#### SUPPLIED DATA

..............................

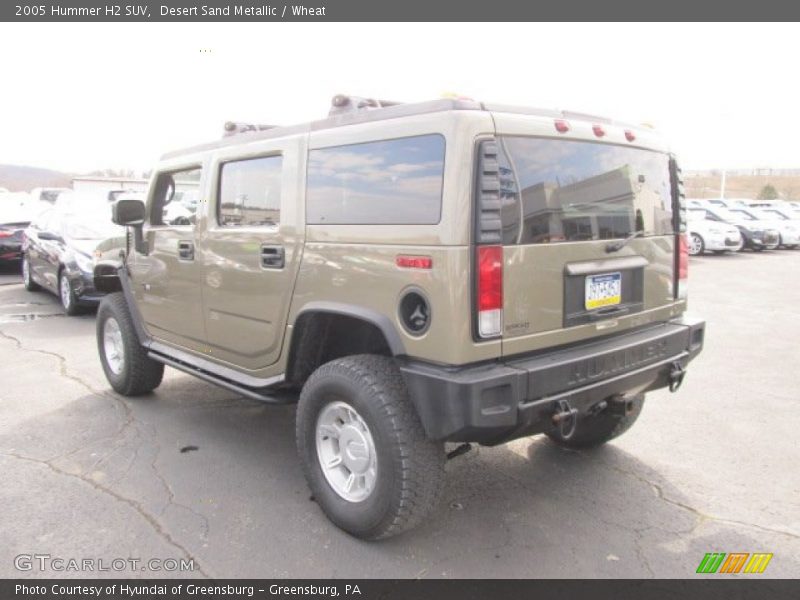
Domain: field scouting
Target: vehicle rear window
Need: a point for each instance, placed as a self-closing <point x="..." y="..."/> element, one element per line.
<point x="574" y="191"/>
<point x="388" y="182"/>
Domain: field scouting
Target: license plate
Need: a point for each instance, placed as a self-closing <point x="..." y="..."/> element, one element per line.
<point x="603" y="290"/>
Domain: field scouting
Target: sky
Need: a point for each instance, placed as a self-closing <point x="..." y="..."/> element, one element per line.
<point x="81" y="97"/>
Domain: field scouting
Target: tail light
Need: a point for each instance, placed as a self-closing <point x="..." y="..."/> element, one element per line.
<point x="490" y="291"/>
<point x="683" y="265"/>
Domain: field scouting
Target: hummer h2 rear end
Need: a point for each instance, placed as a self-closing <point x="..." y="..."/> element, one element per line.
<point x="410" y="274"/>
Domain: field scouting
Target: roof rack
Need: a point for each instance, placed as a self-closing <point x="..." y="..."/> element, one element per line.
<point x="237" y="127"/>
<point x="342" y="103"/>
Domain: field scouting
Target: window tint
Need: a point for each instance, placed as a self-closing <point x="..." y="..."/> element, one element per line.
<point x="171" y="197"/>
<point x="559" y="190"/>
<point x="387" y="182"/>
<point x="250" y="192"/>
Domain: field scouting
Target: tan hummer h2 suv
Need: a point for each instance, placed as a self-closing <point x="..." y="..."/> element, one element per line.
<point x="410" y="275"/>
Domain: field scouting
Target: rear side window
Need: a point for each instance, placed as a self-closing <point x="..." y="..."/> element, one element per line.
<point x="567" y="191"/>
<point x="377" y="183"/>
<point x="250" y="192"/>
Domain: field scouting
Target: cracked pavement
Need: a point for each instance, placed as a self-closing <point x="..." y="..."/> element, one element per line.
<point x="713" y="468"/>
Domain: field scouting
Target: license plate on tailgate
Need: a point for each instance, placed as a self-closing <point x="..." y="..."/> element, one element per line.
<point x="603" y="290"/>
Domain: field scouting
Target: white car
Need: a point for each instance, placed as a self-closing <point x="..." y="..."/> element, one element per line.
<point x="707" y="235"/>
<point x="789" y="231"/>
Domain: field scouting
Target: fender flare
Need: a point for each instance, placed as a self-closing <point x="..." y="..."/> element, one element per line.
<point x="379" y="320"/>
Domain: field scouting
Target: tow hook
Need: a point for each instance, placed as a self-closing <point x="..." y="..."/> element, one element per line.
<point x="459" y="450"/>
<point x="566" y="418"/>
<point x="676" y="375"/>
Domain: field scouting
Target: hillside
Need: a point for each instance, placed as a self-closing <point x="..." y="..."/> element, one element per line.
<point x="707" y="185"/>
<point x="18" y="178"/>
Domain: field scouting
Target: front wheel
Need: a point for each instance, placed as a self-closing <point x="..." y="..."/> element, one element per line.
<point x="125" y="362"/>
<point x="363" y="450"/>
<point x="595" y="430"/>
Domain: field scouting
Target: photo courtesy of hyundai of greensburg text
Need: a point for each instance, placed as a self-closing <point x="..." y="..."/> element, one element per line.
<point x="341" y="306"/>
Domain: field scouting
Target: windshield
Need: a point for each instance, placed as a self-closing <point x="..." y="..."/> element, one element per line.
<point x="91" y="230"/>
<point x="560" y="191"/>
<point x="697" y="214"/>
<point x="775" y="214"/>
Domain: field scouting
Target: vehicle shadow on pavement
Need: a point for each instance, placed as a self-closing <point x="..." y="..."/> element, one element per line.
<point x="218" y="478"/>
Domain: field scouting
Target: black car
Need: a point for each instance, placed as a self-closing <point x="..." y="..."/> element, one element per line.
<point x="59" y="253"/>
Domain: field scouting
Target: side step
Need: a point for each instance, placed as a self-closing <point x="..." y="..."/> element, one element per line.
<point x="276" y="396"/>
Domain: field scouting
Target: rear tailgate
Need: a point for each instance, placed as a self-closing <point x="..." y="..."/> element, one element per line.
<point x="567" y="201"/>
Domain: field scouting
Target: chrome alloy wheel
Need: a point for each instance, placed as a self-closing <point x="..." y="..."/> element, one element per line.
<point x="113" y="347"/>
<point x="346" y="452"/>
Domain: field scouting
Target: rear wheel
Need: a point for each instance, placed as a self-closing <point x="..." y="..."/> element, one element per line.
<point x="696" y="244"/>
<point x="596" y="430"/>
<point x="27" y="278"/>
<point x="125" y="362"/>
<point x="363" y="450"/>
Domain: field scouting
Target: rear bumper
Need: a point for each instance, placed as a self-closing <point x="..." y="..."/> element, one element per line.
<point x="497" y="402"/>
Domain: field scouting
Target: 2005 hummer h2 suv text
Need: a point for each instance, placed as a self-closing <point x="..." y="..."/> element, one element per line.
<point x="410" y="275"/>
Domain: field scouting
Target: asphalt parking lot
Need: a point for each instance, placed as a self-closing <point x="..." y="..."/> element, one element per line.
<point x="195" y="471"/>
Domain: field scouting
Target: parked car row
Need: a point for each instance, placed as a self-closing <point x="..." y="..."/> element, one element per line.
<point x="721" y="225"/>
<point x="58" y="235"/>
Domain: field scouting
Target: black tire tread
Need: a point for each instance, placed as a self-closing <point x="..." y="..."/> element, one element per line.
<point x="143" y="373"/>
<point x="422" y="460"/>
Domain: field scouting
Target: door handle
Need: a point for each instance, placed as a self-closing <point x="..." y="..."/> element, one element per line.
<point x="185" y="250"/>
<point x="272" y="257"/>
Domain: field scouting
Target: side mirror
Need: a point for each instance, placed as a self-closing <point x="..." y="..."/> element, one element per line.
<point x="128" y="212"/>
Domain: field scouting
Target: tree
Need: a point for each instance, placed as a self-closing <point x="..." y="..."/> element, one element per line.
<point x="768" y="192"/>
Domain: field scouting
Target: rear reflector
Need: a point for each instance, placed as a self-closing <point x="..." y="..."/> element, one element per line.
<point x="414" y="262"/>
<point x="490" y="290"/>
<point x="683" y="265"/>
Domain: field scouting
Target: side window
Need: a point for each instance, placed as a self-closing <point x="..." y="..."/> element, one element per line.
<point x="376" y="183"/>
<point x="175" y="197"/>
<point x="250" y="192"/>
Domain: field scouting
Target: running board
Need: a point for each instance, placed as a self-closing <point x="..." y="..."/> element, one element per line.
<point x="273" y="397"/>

..............................

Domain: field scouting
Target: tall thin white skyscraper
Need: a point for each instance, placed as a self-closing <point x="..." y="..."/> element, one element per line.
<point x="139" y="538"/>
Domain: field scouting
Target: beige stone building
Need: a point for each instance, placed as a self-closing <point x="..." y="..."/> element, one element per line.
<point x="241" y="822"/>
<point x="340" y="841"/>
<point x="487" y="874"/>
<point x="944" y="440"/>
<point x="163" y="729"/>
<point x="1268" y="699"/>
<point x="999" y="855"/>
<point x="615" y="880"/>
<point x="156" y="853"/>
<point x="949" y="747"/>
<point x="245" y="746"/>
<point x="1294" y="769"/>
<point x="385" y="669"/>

..............................

#### TASK REQUIREMENTS
Gather every line of the items above that contains the string "vehicle", treating uppercase and lowercase letters as distinct.

#### EXERCISE OUTPUT
Target: vehicle rear window
Target: vehicle shadow on pavement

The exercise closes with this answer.